DESCRIPTION OF THE TASK:
Nothing but the lines from the line with "Would you be able to mark the logo" to the end of the records below should appear in the answer, each exactly as given.

^^^^^^^^

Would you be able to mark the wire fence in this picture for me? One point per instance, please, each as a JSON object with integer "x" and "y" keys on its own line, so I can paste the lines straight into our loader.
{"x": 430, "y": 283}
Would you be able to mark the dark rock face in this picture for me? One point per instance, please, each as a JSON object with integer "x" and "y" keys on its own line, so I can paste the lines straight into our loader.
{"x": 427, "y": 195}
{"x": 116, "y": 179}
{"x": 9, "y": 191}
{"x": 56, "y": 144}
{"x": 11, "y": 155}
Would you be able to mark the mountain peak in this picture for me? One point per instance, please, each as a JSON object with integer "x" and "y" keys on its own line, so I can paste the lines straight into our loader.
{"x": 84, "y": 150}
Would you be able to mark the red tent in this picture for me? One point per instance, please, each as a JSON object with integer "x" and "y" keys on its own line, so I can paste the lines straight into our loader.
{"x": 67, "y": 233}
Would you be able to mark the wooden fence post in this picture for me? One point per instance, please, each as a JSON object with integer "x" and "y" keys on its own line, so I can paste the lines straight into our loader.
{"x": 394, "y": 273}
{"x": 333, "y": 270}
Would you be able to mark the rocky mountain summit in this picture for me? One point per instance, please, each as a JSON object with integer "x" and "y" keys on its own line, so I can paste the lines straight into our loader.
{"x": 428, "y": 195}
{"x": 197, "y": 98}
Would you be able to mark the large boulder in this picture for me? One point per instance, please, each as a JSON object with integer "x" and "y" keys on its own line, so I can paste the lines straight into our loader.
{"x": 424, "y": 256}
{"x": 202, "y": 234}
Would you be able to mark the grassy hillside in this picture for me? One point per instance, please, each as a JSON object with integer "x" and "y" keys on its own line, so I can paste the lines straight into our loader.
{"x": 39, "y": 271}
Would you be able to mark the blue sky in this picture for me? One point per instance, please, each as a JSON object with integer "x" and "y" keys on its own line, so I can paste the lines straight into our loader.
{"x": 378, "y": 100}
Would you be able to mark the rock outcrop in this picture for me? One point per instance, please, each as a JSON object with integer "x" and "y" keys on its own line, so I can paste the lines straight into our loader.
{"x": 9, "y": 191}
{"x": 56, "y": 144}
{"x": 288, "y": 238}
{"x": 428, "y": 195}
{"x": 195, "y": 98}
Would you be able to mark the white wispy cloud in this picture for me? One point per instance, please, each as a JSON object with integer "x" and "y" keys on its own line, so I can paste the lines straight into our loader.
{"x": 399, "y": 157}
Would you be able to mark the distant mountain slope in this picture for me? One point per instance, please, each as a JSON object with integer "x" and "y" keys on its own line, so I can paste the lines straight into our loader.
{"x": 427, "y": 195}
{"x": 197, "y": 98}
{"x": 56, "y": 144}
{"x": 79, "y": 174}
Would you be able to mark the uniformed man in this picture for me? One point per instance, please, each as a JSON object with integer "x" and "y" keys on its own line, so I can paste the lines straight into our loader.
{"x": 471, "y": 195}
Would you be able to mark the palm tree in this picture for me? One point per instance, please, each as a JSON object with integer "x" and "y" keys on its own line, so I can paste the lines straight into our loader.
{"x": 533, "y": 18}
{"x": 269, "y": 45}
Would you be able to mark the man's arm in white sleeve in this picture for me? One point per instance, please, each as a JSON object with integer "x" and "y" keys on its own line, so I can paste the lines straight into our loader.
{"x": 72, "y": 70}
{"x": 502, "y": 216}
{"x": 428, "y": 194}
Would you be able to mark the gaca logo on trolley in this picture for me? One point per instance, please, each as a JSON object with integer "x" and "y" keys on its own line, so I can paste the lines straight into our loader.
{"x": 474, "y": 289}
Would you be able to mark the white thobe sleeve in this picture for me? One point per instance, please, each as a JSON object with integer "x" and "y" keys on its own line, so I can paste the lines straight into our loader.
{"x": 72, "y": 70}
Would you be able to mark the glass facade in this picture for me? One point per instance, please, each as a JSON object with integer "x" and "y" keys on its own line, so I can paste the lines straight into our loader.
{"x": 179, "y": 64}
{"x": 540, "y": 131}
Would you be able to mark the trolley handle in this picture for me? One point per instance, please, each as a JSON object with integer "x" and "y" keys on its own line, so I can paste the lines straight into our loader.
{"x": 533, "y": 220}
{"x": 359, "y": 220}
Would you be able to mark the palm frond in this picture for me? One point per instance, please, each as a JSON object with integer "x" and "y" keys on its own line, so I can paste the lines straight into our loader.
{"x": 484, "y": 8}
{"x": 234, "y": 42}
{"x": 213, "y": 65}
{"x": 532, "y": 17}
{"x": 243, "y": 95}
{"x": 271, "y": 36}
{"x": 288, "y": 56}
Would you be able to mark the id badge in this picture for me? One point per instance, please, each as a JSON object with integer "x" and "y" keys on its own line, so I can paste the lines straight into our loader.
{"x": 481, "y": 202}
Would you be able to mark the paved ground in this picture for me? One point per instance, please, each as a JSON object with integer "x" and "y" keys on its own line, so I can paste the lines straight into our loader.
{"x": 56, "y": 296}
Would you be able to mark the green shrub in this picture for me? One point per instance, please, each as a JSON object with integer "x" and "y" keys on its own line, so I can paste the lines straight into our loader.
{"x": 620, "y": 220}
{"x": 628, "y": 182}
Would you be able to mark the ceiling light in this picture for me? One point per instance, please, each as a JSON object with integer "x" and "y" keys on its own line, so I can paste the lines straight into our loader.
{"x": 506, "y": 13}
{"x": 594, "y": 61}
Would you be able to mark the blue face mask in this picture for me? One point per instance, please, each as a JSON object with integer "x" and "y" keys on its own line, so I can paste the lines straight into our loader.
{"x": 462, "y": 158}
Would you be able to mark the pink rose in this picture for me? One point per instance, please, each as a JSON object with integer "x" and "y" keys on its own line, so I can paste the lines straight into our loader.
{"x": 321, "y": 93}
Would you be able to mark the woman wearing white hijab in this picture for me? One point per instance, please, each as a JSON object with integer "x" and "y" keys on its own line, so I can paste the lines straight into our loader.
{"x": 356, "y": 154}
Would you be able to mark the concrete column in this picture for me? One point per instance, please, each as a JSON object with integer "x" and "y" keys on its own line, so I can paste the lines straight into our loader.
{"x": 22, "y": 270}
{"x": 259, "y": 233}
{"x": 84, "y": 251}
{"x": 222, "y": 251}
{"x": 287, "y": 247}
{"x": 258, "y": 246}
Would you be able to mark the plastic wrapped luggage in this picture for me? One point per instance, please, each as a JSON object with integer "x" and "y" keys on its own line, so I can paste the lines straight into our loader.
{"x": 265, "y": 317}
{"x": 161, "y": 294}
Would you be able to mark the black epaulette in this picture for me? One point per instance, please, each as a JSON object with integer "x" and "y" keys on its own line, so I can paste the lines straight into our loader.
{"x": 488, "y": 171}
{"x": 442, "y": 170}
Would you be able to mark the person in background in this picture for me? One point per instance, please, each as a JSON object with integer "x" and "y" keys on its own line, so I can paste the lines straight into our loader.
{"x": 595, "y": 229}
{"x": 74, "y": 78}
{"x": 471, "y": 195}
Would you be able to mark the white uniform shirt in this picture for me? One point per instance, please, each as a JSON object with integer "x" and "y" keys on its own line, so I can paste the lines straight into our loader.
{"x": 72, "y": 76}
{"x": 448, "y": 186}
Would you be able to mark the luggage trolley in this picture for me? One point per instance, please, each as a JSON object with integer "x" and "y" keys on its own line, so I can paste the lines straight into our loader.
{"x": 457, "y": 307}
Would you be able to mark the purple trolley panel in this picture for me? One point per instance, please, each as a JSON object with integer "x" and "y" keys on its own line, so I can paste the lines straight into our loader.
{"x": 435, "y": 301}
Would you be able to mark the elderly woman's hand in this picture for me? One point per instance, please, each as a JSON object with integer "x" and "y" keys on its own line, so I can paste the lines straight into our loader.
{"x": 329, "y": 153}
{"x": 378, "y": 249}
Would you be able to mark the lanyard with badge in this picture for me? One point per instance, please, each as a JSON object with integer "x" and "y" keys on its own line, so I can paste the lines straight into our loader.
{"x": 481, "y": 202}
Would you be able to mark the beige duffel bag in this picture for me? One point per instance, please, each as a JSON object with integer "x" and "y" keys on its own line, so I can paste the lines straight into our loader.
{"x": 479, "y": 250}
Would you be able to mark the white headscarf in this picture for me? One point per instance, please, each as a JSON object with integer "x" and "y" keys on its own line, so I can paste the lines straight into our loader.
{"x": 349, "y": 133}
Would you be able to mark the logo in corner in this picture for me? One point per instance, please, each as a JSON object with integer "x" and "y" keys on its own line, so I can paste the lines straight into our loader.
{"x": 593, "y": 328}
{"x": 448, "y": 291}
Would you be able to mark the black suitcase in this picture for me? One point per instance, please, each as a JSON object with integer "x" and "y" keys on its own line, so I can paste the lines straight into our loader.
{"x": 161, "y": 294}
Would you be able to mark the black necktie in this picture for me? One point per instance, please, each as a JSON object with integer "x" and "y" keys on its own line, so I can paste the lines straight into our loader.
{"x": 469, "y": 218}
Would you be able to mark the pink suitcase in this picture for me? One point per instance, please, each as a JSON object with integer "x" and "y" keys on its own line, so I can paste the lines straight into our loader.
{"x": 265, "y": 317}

^^^^^^^^

ANSWER FOR THIS EXERCISE:
Would you be able to mark the logo in corner in this picture for me? One point per instance, please, each as a JSON object with integer "x" and "y" keys on its own line, so I can paste the lines straight into our loader.
{"x": 593, "y": 328}
{"x": 448, "y": 291}
Would you be able to mark the black suitcase in this picture for me? One point per instance, please, each as a JSON object with integer "x" and "y" keys on its own line, so I can paste the lines straight into our loader.
{"x": 161, "y": 294}
Would you be able to mark the black necktie in this picture for me? One point per instance, please, each as a JSON object with integer "x" and "y" keys on its own line, so I can paste the lines straight into our loader.
{"x": 469, "y": 218}
Would you be able to mark the pink suitcase in this picture for me? One point per instance, please, each as a JSON object with integer "x" and "y" keys on its own line, so I can paste the lines straight into our loader.
{"x": 265, "y": 317}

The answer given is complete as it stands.